Page text
------------------------------------------------

When Mr. Biden takes office in January he will inherit a government still struggling to contain the coronavirus pandemic and a shattered United States economy that has suffered millions of job losses. He also faces a monumental rebuilding effort after four years in which the Trump administration reversed more than 100 environmental regulations, mocked climate science and championed the production of the fossil fuels chiefly responsible for warming the planet.

On Saturday, Mr. Biden said he intends to make tackling climate change a core part of his coronavirus recovery action, calling for example for the development of more electric vehicle charging stations in any new relief or infrastructure bill. He said he has chosen a team that prioritizes making clean energy jobs and environmental protection the cornerstone of his economic plans.

Climate policy is expected to play a critical role in the Biden administration, the president-elect said. He also highlighted the role of Ms. Granholm, the former Michigan governor who is credited with getting the state’s first renewable energy portfolio standard through a divided legislature, and working with the auto industry to develop electric vehicles.

The team includes a number of historic firsts.

Ms. Haaland, Mr. Biden’s choice to lead the Interior Department, would be the first Native American cabinet secretary in history, and would helm an agency responsible for managing the United States’ relationship with hundreds of recognized tribes.

The Interior department manages the nation’s vast natural resources as well as millions of acres of federal lands that include national parks and wildlife refuges. The agency also oversees the listing of endangered and threatened species. Ms. Haaland opposed several Trump administration policies related to federal lands, including his efforts to open the Arctic National Wildlife Refuge in Alaska to oil and gas drilling.

Mr. Regan, who leads North Carolina’s Department of Environmental Quality, would be the first Black man to lead the Environmental Protection Agency.

Brenda Mallory, a longtime environmental lawyer who spent more than 15 years at the E.P.A., will be the first Black woman to lead the White House Council on Environmental Quality.

All four positions must be confirmed by the Senate.

So far, none of Mr. Biden’s selections have met with Republican resistance, though some groups that oppose action on climate change have called Ms. Haaland a “radical” on energy issues. And North Carolina’s Republican senators did not respond when asked if they intend to support Mr. Regan’s nomination.

------------------------------------------------

Record extracts
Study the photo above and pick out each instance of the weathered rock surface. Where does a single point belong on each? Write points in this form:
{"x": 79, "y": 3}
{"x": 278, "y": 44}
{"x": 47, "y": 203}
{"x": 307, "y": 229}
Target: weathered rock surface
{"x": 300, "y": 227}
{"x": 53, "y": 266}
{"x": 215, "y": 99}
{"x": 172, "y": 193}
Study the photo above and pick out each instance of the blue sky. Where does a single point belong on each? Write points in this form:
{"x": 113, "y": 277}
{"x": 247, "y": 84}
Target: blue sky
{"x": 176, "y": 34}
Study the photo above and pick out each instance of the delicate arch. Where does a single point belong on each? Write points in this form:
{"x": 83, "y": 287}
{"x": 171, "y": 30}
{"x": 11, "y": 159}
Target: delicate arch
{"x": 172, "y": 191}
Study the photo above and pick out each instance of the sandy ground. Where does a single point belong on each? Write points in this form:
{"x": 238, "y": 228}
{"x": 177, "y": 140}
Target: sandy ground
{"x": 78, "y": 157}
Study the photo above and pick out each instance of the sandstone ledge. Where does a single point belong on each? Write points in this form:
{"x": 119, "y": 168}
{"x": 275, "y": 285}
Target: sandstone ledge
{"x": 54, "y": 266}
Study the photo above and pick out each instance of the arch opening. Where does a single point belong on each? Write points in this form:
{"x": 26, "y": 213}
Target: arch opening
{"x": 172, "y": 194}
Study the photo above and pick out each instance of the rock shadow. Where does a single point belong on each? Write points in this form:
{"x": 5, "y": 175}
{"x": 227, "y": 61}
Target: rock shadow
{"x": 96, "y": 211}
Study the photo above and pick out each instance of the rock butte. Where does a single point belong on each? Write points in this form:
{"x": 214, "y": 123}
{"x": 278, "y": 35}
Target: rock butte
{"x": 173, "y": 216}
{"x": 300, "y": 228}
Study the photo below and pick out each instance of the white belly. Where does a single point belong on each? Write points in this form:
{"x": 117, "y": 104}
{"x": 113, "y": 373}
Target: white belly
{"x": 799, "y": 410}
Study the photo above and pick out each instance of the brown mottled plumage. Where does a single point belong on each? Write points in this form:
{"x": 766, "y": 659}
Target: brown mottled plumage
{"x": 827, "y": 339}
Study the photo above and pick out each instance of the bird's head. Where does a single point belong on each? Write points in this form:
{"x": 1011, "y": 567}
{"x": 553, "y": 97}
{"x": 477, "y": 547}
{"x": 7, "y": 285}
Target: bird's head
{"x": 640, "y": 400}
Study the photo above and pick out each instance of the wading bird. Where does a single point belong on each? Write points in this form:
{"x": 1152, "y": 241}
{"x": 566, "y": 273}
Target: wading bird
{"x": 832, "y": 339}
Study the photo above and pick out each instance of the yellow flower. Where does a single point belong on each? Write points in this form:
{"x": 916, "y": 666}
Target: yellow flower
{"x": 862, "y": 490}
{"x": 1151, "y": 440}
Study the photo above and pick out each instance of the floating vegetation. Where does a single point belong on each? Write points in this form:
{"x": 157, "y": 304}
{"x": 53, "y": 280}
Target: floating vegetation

------------------------------------------------

Assigned task 1
Shorten the paragraph in the article on Mr. Biden's climate team that begins "The Interior department manages" into a bulleted list that keeps its main facts.
Assigned task 2
Carry on the article about Mr. Biden's climate team from the point where it ends.

Answer section 1
- The Interior Department manages the nation's vast natural resources and millions of acres of federal lands, including national parks and wildlife refuges.
- It oversees the listing of endangered and threatened species.
- Ms. Haaland opposed several Trump administration policies on federal lands, including the effort to open Alaska's Arctic National Wildlife Refuge to oil and gas drilling.

Answer section 2
Daniel Keylin, a spokesman for Senator Thom Tillis, Republican of North Carolina, said in a statement that the senator “expects the E.P.A. to balance the promotion of clean energy with the unique needs of America’s farmers and small businesses, and not return to the Obama administration’s crushing regulation-first approach.”

Next week a group of public health and environmental groups are launching a coalition they have called “Confirm Climate” to push lawmakers to support the president-elect’s climate change nominees.

Details about how Mr. Biden intends to coordinate the team around climate change remain unclear.

In a letter to the new administration, four Democratic U.S. senators led by Edward J. Markey of Massachusetts asked Mr. Biden to create an overarching entity that reports directly to the president, to elevate interagency councils designed to address environmental justice, and to ensure that climate-focused leaders are given authority within key economic agencies like the Treasury and within the office of the United States Trade Representative.

“The coordination required to tackle a problem of this scale will mean that you must structure your incoming Administration in a way that prioritizes addressing the climate crisis at each level of the federal government,” the lawmakers wrote, urging Mr. Biden to “adopt the approach of past mobilizations against major national threats, just as the Roosevelt Administration did to coordinate the executive branch during World War II.”